Data entries
========================================================================

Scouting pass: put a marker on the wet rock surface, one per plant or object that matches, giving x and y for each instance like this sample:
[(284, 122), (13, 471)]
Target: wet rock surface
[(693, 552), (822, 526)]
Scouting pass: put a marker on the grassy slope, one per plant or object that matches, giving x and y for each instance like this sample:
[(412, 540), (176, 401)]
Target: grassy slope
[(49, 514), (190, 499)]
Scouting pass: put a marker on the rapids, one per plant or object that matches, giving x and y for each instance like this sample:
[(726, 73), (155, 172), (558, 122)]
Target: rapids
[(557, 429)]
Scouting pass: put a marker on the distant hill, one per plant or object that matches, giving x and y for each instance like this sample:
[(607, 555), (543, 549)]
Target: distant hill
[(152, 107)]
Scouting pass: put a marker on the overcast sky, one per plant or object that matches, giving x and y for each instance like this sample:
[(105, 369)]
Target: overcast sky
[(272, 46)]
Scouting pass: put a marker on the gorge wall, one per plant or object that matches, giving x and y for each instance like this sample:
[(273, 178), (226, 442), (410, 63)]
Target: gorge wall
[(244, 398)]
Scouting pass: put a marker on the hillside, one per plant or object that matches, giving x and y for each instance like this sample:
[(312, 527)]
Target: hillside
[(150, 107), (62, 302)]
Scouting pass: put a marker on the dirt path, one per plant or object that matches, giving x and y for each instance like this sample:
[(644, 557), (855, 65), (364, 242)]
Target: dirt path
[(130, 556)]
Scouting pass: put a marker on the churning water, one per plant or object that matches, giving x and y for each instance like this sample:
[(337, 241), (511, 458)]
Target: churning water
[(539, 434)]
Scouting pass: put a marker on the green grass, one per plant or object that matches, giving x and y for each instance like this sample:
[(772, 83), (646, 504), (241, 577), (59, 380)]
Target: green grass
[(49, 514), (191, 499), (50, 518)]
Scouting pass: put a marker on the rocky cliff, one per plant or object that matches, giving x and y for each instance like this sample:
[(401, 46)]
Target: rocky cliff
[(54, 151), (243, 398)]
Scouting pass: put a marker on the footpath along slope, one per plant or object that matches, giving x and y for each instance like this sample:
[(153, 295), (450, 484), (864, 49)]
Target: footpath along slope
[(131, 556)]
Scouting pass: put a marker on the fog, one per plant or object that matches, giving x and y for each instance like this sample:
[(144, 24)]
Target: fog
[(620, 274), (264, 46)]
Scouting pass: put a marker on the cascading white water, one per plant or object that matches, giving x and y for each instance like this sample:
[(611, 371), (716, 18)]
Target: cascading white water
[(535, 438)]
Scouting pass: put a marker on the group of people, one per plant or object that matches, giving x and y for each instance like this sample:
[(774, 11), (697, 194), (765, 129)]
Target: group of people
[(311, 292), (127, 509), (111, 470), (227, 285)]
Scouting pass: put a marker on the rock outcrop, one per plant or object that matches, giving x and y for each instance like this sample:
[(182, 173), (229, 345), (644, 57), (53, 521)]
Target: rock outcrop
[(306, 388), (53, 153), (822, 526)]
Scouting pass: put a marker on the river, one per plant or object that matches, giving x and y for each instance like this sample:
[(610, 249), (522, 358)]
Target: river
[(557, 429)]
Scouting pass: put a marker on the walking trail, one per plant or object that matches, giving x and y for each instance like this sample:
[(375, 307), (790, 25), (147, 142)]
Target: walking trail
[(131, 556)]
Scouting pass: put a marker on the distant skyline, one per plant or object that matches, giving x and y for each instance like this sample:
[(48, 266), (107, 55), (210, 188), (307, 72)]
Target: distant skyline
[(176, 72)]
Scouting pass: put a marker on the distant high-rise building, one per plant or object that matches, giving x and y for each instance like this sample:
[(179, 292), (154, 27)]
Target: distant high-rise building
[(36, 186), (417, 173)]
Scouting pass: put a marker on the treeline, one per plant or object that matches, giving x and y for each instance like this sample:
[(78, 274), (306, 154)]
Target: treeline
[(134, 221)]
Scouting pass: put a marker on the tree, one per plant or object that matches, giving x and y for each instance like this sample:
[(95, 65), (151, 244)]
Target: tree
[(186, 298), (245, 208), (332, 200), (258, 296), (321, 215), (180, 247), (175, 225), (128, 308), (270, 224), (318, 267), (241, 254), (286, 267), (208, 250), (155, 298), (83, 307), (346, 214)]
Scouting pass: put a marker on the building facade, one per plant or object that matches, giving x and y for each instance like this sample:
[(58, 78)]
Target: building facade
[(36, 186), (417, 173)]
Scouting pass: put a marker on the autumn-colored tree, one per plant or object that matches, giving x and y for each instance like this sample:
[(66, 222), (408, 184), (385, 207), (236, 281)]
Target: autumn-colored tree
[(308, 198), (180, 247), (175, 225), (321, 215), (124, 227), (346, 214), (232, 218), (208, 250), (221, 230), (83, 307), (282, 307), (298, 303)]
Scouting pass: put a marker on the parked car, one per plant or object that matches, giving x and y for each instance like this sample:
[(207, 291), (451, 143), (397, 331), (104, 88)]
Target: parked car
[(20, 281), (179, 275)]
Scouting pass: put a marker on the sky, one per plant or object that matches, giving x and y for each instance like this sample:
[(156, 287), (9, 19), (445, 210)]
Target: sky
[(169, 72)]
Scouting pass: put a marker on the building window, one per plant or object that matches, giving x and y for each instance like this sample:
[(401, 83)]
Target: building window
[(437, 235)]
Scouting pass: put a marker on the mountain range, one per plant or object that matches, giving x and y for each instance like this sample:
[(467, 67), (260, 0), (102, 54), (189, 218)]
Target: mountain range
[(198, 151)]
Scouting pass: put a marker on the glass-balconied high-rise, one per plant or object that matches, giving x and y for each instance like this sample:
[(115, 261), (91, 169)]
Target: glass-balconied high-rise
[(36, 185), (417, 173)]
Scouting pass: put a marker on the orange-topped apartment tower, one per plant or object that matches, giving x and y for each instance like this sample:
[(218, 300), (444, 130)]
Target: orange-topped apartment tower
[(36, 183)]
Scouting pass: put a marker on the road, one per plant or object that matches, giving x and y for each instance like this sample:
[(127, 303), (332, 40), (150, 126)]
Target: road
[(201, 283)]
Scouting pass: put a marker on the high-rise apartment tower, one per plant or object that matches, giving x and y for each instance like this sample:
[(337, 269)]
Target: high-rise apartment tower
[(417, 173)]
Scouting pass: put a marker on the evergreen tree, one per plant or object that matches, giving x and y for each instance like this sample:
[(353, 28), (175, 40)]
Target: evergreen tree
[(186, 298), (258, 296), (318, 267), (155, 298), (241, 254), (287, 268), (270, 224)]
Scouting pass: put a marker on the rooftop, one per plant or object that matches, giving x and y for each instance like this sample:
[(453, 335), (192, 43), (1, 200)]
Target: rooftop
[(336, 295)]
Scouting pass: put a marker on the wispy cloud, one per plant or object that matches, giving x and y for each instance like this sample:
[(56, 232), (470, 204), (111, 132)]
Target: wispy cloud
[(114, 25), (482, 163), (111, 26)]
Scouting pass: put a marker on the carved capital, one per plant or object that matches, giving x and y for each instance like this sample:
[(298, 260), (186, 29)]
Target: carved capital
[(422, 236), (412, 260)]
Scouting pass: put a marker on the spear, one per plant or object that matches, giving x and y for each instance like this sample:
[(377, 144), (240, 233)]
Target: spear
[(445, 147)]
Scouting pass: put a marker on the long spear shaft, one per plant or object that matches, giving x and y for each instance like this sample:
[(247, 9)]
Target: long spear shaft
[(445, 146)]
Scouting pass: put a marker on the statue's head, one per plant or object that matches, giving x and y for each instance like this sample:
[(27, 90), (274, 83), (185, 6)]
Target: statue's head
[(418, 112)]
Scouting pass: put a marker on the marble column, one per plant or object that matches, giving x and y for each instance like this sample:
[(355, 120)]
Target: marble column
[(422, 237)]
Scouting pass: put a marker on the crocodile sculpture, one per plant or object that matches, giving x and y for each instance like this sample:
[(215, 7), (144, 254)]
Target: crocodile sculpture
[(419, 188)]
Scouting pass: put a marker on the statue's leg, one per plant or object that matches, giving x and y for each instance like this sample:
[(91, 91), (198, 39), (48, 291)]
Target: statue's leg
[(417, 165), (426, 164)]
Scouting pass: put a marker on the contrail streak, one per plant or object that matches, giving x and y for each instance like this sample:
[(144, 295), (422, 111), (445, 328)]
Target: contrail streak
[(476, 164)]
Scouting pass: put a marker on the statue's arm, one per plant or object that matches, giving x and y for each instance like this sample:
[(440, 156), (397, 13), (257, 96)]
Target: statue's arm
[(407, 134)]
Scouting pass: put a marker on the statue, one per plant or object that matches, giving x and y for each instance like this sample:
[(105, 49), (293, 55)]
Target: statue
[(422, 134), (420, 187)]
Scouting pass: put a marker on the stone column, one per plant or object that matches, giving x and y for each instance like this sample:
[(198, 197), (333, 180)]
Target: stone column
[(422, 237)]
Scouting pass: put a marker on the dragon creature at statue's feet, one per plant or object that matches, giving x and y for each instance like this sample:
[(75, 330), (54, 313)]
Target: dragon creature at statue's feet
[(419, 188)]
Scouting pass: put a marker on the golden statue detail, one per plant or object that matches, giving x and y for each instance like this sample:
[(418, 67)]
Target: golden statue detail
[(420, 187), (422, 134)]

========================================================================

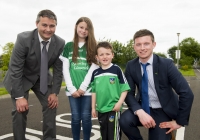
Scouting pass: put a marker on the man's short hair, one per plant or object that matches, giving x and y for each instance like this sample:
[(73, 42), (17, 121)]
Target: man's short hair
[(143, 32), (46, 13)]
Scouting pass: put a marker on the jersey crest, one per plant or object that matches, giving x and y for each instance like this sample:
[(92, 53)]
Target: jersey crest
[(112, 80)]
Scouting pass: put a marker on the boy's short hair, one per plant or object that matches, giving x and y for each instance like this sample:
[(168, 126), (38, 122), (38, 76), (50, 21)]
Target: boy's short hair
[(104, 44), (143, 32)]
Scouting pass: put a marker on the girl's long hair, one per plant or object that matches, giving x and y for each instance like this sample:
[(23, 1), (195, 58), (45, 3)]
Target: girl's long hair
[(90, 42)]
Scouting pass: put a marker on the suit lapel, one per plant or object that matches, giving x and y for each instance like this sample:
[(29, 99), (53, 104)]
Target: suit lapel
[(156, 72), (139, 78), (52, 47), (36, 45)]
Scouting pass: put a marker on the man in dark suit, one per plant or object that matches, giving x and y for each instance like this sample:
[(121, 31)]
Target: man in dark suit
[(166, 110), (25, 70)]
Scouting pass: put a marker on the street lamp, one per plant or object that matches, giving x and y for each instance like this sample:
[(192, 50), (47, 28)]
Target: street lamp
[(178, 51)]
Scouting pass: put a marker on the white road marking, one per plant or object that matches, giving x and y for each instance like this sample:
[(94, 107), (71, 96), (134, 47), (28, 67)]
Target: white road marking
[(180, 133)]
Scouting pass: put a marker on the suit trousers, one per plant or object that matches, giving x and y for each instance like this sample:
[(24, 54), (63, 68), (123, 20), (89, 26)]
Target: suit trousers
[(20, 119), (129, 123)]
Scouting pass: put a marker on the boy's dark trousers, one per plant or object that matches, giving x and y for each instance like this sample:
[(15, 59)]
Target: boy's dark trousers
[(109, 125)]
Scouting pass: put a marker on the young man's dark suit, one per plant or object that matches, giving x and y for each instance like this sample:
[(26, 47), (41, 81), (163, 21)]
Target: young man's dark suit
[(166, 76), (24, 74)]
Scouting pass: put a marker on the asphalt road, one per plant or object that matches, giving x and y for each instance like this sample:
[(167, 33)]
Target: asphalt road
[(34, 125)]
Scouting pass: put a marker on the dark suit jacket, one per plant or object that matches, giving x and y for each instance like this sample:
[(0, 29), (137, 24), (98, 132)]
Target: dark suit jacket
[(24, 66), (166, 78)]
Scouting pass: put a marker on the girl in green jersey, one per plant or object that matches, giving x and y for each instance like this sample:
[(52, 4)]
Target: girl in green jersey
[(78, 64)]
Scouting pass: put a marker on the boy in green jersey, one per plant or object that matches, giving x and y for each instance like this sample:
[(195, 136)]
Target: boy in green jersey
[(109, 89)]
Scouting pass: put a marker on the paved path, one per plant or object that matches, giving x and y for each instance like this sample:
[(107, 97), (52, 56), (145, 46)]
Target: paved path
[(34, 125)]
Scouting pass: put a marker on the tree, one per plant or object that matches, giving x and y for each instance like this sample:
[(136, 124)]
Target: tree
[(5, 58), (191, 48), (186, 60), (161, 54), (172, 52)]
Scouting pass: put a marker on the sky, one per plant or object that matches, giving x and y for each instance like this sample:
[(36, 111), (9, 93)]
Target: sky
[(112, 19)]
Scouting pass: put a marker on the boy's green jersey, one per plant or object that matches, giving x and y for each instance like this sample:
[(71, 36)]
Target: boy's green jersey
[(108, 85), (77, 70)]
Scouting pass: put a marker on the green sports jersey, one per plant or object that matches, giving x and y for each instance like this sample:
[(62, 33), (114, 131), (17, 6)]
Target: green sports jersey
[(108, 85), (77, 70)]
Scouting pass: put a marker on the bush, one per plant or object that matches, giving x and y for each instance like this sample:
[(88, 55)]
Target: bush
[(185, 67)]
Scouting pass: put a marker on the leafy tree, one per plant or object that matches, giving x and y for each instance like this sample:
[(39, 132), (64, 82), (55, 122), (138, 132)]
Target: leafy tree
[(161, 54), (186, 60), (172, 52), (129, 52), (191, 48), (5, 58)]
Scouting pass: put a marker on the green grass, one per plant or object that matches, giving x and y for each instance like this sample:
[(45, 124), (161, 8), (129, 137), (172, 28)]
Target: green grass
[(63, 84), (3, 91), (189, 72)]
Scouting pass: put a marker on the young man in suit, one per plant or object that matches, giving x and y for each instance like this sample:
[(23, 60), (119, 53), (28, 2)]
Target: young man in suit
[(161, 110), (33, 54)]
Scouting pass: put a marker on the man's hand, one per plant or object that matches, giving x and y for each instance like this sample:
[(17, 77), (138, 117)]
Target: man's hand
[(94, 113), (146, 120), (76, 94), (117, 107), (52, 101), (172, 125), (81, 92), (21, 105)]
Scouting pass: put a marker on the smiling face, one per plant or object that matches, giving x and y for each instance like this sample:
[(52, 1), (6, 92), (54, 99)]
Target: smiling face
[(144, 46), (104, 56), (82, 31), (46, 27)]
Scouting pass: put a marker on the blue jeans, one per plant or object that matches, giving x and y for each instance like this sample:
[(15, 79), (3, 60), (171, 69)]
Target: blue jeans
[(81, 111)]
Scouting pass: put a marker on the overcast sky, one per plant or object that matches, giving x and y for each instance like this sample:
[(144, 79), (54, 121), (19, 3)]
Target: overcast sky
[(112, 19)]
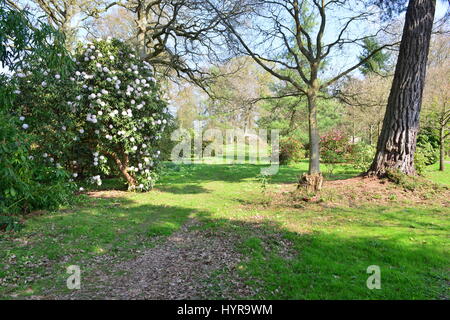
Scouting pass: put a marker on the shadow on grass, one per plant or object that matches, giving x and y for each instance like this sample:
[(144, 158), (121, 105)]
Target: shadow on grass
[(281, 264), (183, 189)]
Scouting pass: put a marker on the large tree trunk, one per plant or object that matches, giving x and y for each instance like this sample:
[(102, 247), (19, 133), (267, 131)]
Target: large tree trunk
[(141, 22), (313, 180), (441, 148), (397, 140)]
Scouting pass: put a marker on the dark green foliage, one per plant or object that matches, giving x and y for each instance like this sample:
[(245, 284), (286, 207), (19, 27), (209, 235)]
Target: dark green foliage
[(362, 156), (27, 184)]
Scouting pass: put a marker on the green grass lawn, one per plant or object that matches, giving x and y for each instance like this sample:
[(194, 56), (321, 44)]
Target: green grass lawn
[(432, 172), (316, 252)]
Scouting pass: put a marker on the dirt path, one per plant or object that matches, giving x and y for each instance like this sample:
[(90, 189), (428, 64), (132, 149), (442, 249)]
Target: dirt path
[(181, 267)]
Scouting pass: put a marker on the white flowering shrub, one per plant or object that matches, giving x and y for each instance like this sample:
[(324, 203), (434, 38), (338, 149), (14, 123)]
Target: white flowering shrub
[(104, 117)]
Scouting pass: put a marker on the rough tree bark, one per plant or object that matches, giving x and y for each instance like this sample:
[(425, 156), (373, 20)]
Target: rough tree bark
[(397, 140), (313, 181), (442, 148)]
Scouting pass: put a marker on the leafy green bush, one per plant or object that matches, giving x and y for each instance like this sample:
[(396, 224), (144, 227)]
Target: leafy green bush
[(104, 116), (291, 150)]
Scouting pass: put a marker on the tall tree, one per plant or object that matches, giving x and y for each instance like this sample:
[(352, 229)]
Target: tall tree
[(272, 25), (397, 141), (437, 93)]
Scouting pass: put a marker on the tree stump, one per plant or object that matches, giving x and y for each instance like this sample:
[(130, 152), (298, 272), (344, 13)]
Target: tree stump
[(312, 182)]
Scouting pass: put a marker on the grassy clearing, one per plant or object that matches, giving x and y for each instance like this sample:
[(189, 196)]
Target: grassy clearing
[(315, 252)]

========================================================================

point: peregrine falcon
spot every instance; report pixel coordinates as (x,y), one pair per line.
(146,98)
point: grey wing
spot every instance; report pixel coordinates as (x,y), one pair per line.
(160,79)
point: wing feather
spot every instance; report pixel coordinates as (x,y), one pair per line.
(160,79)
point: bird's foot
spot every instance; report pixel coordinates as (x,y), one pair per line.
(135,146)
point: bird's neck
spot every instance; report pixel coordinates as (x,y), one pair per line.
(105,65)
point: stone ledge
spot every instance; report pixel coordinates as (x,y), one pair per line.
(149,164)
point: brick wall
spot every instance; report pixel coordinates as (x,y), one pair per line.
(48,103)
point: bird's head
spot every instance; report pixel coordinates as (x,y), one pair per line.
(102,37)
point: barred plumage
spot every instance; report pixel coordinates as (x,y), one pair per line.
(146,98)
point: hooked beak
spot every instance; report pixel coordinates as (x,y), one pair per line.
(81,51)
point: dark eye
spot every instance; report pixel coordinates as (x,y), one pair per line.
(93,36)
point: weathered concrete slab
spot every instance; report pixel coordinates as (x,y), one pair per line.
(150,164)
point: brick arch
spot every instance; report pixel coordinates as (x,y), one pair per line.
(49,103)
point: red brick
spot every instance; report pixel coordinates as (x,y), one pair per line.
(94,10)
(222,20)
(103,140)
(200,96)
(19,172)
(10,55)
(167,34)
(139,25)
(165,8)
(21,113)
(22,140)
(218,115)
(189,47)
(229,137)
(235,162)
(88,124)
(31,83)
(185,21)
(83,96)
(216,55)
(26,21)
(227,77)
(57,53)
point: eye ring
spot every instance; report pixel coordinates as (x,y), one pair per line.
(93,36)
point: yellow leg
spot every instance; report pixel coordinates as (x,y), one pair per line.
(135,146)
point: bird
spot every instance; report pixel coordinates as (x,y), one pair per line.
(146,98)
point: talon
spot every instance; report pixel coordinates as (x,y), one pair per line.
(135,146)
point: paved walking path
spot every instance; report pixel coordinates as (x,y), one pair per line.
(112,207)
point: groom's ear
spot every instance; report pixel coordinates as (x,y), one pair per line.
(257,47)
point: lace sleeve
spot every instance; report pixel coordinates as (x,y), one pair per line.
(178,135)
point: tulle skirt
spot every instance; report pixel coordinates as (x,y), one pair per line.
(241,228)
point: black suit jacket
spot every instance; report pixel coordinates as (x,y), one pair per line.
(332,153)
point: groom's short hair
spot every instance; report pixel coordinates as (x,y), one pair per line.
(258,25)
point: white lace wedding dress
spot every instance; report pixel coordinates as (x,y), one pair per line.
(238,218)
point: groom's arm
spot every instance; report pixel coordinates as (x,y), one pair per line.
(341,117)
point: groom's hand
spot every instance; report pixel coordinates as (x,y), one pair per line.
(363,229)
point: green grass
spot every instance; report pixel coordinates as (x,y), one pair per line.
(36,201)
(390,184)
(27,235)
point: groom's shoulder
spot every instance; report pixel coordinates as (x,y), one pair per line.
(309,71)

========================================================================

Copy out every line in the entries above that holds "bird".

point: bird's foot
point: bird's neck
point: bird's head
point: bird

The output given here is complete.